▶ **EXERCISE 1**:
Answer these from the text on late-night political humor:
(a) Who was announced to play Joe Biden on SNL?
(b) On which show's Thursday episode did Noah make his remarks?
(c) Which film does Noah's joke about the basement draw on?
▶ **EXERCISE 2**: In the text on late-night political humor, shorten the paragraph that begins "In very much the same vein" while keeping its main facts.
▶ **EXERCISE 3**: List every TV program named in the text on late-night political humor.

=== PROVIDED TEXT ===

Saturday Night Live announced recently that Jim Carrey will play Joe Biden on SNL, and all I could think of is the great Twitter comment that said: “Nobody can be funnier playing Joe Biden than Joe Biden.” Dead on. So why would Carrey try? To make Biden less funny? You’d almost think so.
Of course I see that following US late night TV is almost impossible if you no longer live in North America. But from what I have managed to see of Jon Stewart’s successors it’s all the same. It’s party politics disguised as fun. It’s echo chamber induced deafness. But yeah, that’s just me, I’m sure people who for whatever reason don’t like Trump, or never did, may have been laughing their hearts out every single night for 4 years. But that doesn’t define “humor”. Real humor is something everyone can share.
In very much the same vein, I used to really dig Bruce Springsteen. But when he started campaigning for Obama, and the whole The Rising thing happened in DC, I no longer did. Not because of Obama, but because a songwriter, much like a late night comedian, should always steer clear of partisanship. That is, in my never very humble opinion.
Bob Dylan never did. He gave his opinion, but never about individuals. Well, maybe in Jokerman, but that was never about campaigning. Obama went on to bomb 8 different countries, kill 100s of 1000s of people in those countries, and establish open air slave markets in Libya while he was at it. Anyone ever ask Springsteen how he feels about that?
And I was still thinking: let it go. Because the whole thing has become so polarized, you’re never going to reach out from one end of the spectrum to the other anyway. The trenches have been dug. But then I see things like this, from a site named Deadline (Hollywood history since 1996):
President Donald Trump hasn’t promised that there will be a peaceful transfer of power if he loses to Joe Biden for the 2020 presidential Election. While the president remains mum, late-night hosts Trevor Noah and Seth Meyers warn viewers about what Trump’s refusal to leave in peace may bring. “Trump refusing to say that he would leave office if he loses is a scary thought because who knows what could happen with that kind of threat,” Noah grieved during Thursday’s episode of The Daily Show.
The Comedy Central host said during his segment that the President’s potential move would be unlike any other. Saying that “the world’s oldest democracy is about to become the world’s newest dictatorship,” Noah said that such political refusal seems un-American. “I never thought I’d see the day where an American president would threaten not to accept an election defeat,” he said. “Let’s be honest, this is something you hear about in some random country where America steps in to enforce democracy. I feel like now it’s only fair that those countries should send peacekeepers to the U.S.,” he added.
If Trump truly refuses to vacate the presidency for Biden, “one of the world’s most famous landlords” will turn “into the world’s most famous squatter,” Noah kidded during the segment. He also quipped that Trump, in order to remain in the White House for as long as possible, might live in the basement as Biden sits atop – à la Bong Joon-Ho’s Parasite. Similarly, Meyers criticized Trump for his failure to confirm a peaceful transfer of power. “He’s threatening a coup d’etat even though I’m sure he has no idea what the phrase ‘coup d’etat’ means,” the Late Night host said. “He probably thinks it’s a lyric from Moulin Rouge!“
Like Noah, Meyers said Americans are seeing democracy transform into an “autocratic regime” in real time. He even quipped that if Trump stays in office, it won’t be long until he parks a military tank on Pennsylvania Avenue and dons green fatigues and a long beard.

=== DATA EXTRACT ===

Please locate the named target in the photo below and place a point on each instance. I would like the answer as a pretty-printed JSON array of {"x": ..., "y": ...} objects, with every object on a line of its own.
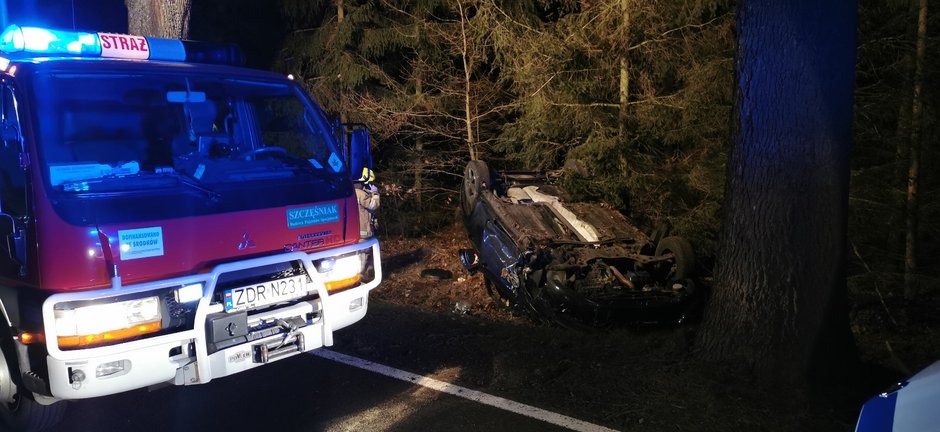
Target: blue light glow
[{"x": 39, "y": 40}]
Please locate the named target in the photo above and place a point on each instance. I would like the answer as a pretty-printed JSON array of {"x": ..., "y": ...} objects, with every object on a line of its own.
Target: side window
[{"x": 12, "y": 175}]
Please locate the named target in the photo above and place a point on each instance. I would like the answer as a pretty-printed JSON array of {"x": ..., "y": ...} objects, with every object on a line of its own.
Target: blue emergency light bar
[{"x": 39, "y": 40}]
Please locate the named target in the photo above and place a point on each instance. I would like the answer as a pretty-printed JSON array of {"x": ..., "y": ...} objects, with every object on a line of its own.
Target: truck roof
[
  {"x": 39, "y": 48},
  {"x": 92, "y": 64}
]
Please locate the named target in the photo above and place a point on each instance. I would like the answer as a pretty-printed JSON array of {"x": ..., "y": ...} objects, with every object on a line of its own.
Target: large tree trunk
[
  {"x": 158, "y": 18},
  {"x": 780, "y": 270},
  {"x": 913, "y": 173}
]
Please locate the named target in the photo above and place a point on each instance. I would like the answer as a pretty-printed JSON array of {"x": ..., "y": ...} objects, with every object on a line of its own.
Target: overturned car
[{"x": 574, "y": 263}]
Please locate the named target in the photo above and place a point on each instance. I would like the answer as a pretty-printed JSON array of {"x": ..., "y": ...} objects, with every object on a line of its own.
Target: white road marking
[{"x": 476, "y": 396}]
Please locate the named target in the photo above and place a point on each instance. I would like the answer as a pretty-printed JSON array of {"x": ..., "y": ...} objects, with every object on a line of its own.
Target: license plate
[{"x": 263, "y": 294}]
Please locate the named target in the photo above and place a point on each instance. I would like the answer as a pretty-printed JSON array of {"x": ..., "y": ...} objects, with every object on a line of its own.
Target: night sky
[{"x": 97, "y": 15}]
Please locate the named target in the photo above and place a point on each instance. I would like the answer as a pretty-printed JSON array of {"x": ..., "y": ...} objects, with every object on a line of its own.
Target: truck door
[{"x": 13, "y": 203}]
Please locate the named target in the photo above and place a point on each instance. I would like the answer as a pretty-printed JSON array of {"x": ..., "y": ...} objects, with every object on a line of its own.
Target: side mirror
[
  {"x": 360, "y": 152},
  {"x": 13, "y": 240}
]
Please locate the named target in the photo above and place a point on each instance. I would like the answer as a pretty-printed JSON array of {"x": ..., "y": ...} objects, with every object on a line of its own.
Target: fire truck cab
[{"x": 165, "y": 217}]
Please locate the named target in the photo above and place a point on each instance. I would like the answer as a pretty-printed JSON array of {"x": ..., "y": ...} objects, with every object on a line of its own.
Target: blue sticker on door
[{"x": 313, "y": 215}]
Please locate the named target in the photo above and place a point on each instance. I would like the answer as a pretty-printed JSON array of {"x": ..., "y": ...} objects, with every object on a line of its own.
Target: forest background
[{"x": 633, "y": 99}]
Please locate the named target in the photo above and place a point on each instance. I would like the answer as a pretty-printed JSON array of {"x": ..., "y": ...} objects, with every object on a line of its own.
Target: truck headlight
[
  {"x": 83, "y": 324},
  {"x": 341, "y": 272}
]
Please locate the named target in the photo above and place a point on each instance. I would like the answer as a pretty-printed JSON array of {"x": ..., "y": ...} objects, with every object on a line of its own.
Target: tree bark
[
  {"x": 898, "y": 197},
  {"x": 467, "y": 91},
  {"x": 624, "y": 72},
  {"x": 158, "y": 18},
  {"x": 779, "y": 288},
  {"x": 913, "y": 173}
]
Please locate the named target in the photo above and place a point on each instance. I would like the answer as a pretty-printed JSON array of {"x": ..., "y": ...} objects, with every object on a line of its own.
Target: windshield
[{"x": 196, "y": 144}]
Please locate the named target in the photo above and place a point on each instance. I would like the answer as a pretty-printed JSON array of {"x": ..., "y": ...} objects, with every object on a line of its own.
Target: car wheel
[
  {"x": 683, "y": 256},
  {"x": 19, "y": 412},
  {"x": 476, "y": 179}
]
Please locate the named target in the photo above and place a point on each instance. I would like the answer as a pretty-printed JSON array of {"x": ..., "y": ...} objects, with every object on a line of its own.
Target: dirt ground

===

▶ **RESPONSE AREA 1**:
(a) Jim Carrey
(b) The Daily Show
(c) Bong Joon-Ho's Parasite

▶ **RESPONSE AREA 2**: The writer once liked Bruce Springsteen but stopped after he campaigned for Obama and after "The Rising thing" in DC. The reason was not Obama. It was the writer's view that a songwriter, like a late-night comedian, should always avoid partisanship.

▶ **RESPONSE AREA 3**:
- Saturday Night Live (SNL)
- The Daily Show
- Late Night